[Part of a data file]
········

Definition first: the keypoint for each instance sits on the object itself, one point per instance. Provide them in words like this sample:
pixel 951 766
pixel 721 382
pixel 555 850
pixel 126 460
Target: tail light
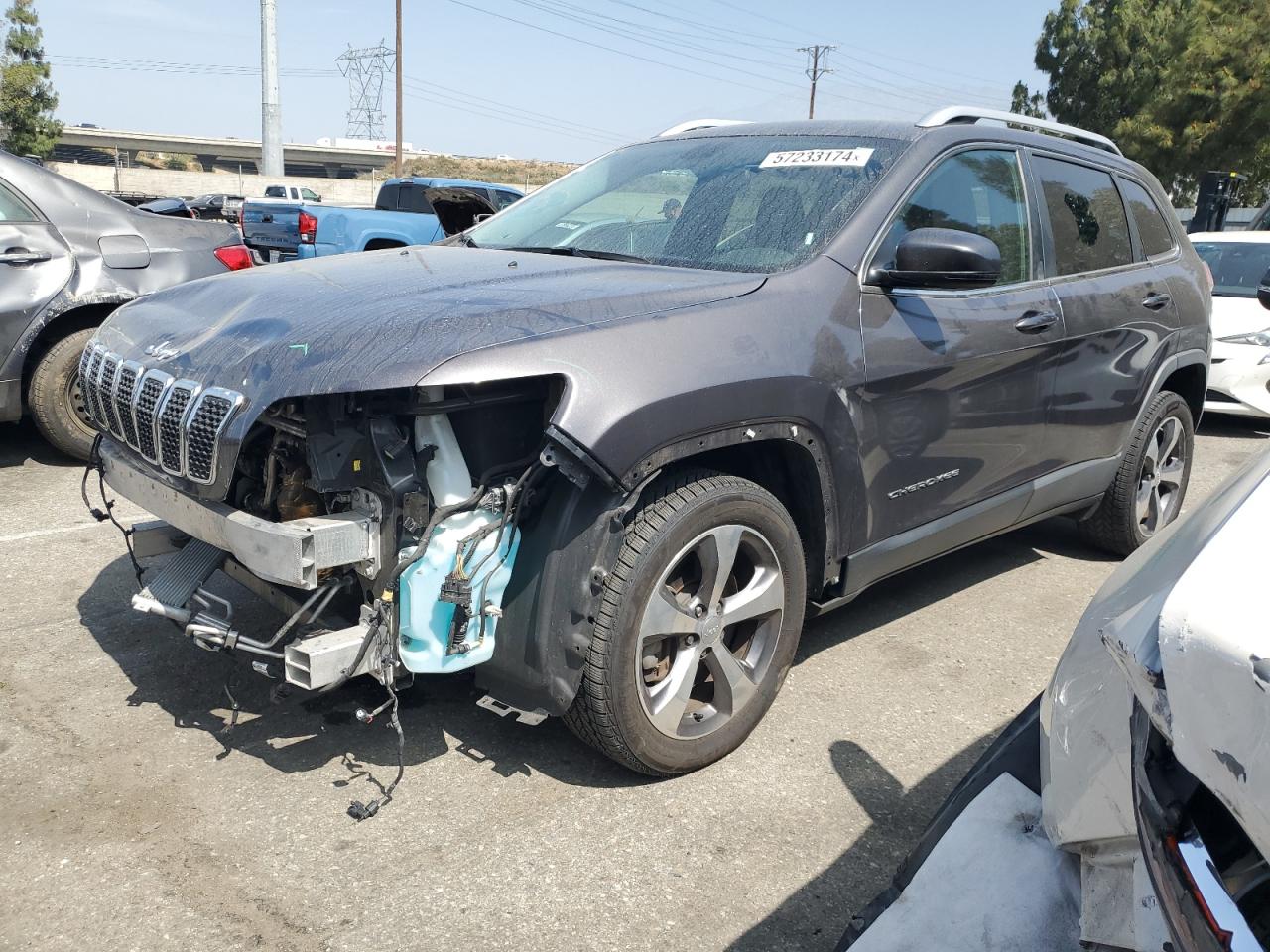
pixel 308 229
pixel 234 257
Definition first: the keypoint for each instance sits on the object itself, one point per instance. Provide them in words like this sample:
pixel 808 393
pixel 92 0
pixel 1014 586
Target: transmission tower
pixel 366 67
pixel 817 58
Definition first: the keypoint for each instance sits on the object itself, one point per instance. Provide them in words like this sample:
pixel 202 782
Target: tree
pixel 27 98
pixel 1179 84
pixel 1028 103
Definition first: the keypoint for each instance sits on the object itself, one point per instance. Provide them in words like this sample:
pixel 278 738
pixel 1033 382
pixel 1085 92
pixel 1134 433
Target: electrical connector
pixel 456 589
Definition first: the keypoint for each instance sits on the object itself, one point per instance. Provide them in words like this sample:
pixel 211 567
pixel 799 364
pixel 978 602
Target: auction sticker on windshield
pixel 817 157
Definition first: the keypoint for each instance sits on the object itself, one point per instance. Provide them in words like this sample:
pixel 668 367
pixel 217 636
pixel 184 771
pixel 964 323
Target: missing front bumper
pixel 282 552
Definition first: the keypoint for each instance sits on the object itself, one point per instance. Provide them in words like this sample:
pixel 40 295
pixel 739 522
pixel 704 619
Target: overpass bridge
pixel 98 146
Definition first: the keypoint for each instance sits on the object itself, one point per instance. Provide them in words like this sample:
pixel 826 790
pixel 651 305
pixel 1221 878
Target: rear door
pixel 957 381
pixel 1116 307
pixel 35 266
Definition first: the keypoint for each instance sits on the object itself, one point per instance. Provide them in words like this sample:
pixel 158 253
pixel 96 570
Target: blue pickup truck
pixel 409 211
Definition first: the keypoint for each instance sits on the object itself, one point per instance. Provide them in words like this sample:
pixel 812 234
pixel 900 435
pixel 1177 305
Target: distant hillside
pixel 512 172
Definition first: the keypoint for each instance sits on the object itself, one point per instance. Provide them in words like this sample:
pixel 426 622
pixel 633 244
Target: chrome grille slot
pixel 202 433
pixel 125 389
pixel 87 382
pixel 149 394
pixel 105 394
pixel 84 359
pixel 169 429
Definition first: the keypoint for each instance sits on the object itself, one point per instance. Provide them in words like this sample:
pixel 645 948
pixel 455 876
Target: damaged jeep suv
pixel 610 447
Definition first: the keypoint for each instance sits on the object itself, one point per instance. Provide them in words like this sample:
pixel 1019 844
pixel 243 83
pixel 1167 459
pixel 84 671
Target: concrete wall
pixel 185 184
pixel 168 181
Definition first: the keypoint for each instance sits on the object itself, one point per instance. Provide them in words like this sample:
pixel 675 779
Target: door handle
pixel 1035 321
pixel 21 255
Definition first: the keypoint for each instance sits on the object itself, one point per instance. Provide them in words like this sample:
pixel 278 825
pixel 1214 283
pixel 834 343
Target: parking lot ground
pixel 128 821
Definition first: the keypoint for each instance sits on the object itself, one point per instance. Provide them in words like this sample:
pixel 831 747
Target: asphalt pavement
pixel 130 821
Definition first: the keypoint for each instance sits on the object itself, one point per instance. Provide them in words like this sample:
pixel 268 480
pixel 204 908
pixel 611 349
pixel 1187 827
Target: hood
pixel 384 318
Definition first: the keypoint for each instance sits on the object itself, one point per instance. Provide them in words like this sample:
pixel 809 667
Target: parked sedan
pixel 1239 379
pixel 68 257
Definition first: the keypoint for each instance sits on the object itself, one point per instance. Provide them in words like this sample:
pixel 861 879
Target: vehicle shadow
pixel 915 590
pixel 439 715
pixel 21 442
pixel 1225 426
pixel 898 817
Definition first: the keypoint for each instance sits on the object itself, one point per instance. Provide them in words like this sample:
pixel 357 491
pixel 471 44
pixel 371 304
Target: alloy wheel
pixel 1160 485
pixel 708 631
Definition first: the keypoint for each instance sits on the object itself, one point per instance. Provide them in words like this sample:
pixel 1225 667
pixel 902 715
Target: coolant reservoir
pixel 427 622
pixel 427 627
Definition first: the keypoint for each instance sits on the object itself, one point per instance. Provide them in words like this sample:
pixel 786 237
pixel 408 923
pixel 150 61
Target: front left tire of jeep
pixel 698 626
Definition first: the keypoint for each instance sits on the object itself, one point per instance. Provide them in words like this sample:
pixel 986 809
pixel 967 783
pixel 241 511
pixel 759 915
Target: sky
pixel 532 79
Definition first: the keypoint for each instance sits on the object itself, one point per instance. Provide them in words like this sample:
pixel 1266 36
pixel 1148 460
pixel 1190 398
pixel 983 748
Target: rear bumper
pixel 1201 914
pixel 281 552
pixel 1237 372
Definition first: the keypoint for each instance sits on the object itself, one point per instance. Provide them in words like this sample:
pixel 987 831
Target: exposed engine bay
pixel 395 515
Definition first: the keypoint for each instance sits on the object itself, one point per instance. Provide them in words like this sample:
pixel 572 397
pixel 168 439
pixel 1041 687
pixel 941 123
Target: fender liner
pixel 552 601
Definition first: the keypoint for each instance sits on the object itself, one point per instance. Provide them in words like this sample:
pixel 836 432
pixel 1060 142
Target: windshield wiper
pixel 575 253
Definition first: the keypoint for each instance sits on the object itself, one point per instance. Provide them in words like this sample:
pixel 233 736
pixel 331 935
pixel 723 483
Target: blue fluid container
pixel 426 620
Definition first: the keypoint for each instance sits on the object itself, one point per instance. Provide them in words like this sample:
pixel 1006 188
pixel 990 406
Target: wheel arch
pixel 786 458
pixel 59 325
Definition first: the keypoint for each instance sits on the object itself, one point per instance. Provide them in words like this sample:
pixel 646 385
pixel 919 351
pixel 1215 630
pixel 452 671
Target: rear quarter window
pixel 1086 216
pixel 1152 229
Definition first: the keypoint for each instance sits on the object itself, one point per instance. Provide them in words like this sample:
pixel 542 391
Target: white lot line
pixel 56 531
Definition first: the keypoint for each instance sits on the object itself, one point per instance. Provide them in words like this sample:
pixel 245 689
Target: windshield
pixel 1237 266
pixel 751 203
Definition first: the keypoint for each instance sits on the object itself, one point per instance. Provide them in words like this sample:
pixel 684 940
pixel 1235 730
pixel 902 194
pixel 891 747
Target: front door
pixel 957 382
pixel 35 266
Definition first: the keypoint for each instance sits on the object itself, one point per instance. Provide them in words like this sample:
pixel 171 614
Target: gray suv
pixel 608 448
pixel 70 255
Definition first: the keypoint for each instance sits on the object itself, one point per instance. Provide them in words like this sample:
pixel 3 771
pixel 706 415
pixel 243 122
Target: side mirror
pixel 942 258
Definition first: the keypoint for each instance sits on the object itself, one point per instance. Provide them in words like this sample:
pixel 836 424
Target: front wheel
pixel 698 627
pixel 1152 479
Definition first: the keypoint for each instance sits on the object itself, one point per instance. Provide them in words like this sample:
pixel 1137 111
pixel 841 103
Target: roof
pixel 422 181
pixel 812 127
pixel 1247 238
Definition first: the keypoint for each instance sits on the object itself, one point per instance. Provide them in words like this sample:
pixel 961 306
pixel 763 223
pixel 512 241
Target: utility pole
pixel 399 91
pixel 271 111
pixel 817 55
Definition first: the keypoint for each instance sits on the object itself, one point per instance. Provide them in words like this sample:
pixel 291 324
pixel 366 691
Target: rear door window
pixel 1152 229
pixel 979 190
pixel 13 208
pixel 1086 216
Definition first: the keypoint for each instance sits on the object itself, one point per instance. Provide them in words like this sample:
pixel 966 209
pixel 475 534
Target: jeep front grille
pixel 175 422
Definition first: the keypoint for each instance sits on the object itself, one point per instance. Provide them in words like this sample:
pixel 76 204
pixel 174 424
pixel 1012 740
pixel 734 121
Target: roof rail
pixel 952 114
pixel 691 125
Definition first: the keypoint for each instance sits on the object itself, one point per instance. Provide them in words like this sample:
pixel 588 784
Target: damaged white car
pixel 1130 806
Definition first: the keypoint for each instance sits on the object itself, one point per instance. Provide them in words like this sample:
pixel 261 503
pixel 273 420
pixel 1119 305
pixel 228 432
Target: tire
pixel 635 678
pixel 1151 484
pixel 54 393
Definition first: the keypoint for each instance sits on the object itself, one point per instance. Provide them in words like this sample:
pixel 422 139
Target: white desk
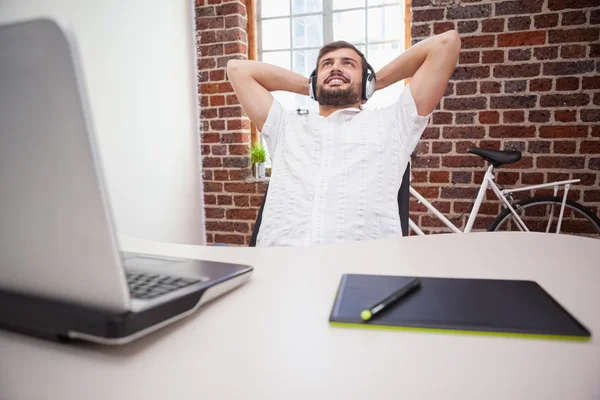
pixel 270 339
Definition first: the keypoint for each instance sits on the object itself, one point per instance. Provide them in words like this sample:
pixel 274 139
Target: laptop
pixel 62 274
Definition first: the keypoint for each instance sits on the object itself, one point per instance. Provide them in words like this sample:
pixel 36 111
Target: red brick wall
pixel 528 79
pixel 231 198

········

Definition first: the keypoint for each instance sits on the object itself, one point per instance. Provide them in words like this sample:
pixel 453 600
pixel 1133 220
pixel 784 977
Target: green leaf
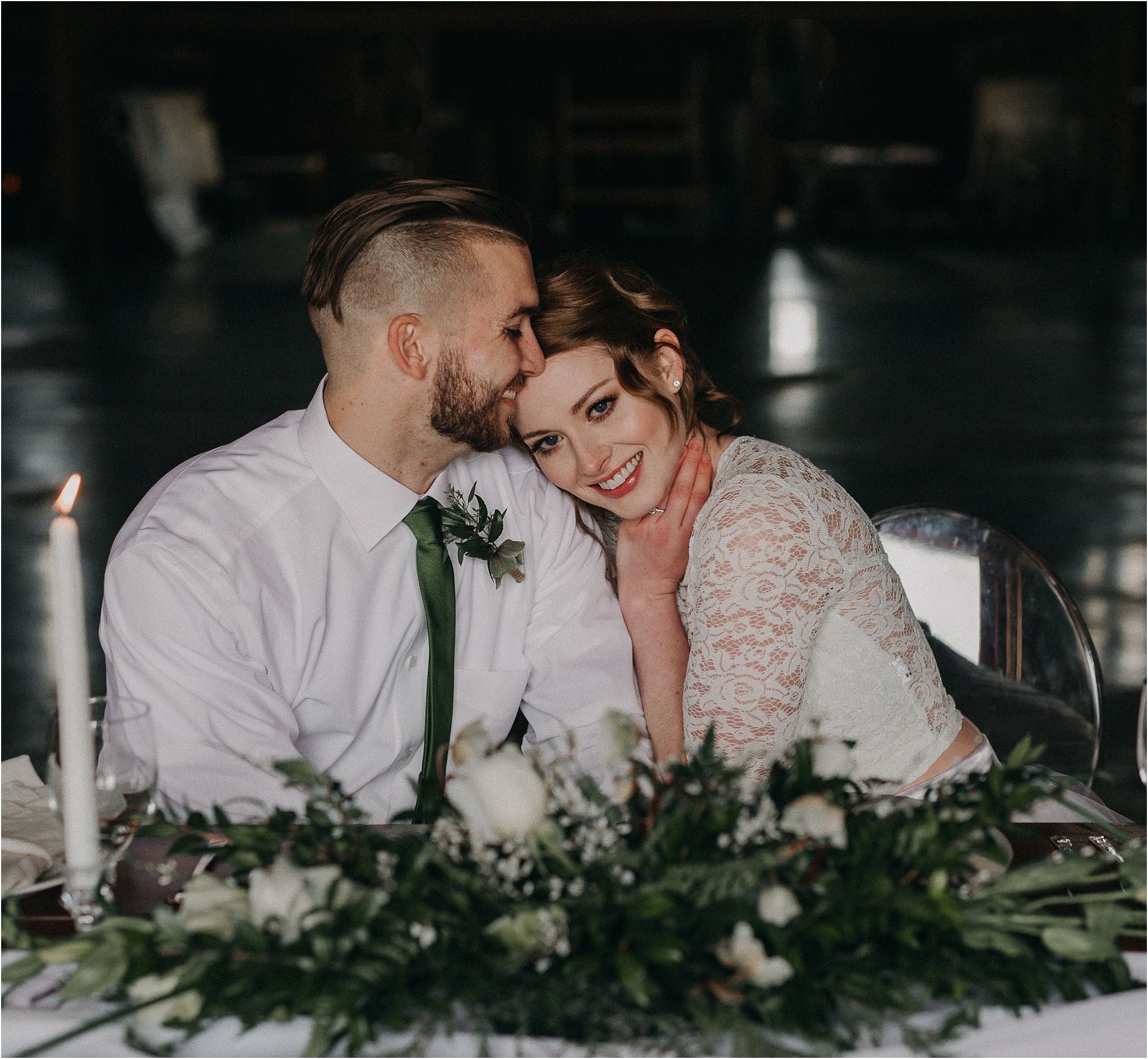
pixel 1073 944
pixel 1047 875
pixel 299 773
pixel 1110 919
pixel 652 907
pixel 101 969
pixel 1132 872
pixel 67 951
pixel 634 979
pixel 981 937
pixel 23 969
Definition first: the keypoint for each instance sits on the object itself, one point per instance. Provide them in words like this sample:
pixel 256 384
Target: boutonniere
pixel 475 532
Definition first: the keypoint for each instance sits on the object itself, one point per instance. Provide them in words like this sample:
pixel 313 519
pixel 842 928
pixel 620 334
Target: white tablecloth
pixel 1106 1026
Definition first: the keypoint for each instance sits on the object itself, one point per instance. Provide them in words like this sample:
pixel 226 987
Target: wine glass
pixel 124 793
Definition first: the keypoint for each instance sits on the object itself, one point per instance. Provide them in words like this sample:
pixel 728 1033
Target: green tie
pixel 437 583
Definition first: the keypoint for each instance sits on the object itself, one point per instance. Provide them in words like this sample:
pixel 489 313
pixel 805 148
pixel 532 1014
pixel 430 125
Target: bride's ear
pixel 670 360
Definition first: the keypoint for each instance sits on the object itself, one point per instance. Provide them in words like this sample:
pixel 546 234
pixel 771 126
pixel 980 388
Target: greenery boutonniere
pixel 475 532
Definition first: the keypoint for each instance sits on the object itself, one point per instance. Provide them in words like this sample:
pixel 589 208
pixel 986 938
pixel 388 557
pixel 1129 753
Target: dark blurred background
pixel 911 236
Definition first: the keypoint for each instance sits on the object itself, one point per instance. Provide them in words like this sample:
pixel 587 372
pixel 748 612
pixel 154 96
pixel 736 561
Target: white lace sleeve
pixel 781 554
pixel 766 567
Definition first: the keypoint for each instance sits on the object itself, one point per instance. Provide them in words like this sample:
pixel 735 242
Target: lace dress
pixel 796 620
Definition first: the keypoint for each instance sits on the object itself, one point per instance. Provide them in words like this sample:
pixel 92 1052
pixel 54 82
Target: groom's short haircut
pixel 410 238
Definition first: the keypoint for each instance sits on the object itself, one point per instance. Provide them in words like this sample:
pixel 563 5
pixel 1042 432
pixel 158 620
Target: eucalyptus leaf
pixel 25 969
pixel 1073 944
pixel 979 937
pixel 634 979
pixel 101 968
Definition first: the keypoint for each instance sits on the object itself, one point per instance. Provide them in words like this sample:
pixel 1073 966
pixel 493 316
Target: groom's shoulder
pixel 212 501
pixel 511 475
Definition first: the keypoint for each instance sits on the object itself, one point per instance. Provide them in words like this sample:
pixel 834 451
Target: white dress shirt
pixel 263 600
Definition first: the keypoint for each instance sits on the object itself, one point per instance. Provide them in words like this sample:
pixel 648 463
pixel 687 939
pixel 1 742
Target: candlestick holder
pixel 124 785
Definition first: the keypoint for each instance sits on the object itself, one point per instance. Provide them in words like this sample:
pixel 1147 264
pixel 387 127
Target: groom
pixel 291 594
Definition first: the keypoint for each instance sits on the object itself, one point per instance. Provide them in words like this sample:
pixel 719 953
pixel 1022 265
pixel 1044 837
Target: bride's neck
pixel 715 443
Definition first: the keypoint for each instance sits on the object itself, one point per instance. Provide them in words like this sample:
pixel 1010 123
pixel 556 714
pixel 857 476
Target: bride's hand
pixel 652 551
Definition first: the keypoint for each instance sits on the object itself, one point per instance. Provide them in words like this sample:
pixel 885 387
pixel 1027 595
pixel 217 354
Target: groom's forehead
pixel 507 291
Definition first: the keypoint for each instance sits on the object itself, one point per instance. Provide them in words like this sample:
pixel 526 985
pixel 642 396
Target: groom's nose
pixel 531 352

········

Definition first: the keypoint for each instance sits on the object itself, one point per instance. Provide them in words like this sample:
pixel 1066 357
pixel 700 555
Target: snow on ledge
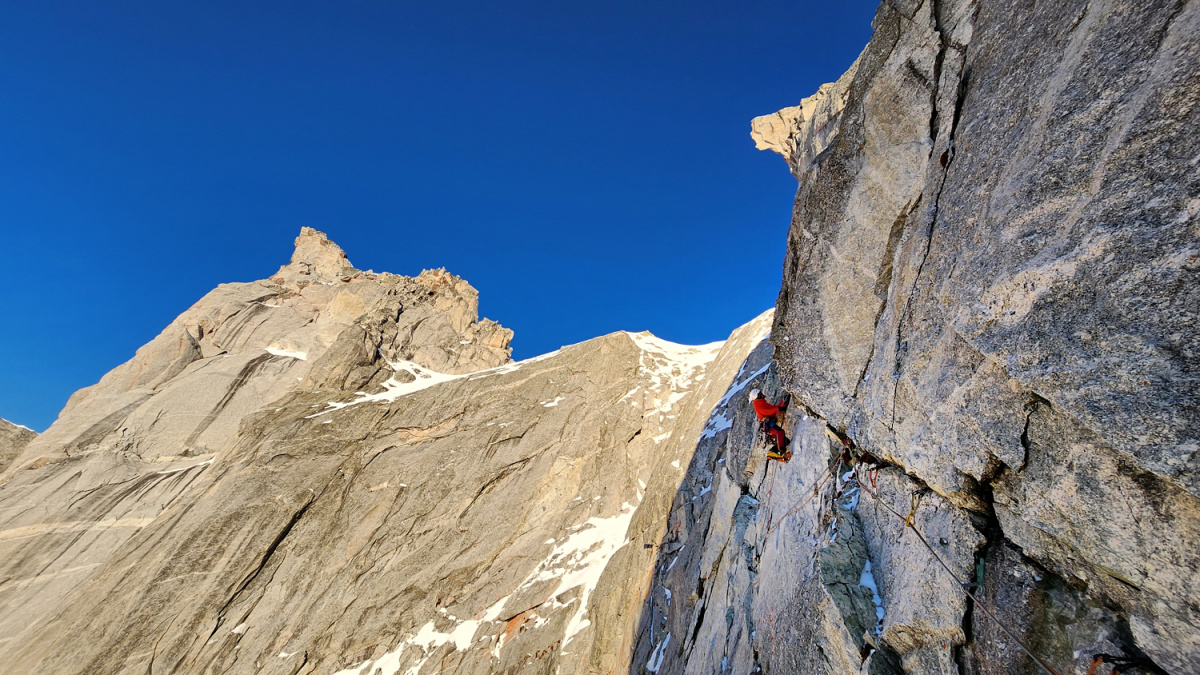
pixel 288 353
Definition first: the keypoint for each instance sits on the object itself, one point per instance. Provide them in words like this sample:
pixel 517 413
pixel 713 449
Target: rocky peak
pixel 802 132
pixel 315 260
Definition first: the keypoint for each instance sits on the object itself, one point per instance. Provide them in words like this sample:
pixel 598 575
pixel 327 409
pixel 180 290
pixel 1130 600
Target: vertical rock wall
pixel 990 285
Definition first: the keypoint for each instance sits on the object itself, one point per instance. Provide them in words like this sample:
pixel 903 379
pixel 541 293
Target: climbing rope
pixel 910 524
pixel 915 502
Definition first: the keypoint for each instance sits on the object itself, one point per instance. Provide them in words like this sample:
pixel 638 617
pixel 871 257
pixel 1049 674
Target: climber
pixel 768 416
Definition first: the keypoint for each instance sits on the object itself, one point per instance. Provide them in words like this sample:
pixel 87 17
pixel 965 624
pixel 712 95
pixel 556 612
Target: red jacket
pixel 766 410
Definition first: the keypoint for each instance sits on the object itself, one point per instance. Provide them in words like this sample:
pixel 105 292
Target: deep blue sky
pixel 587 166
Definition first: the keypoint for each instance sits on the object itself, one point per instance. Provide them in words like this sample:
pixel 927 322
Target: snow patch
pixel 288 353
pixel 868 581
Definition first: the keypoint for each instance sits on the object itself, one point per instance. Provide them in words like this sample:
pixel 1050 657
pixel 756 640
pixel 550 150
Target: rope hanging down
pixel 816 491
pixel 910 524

········

### Problem description
Show every line of the data above that has the word "lace" in it. Case counts, so capital and small letters must match.

### Result for this task
Target: white lace sleeve
Target: lace dress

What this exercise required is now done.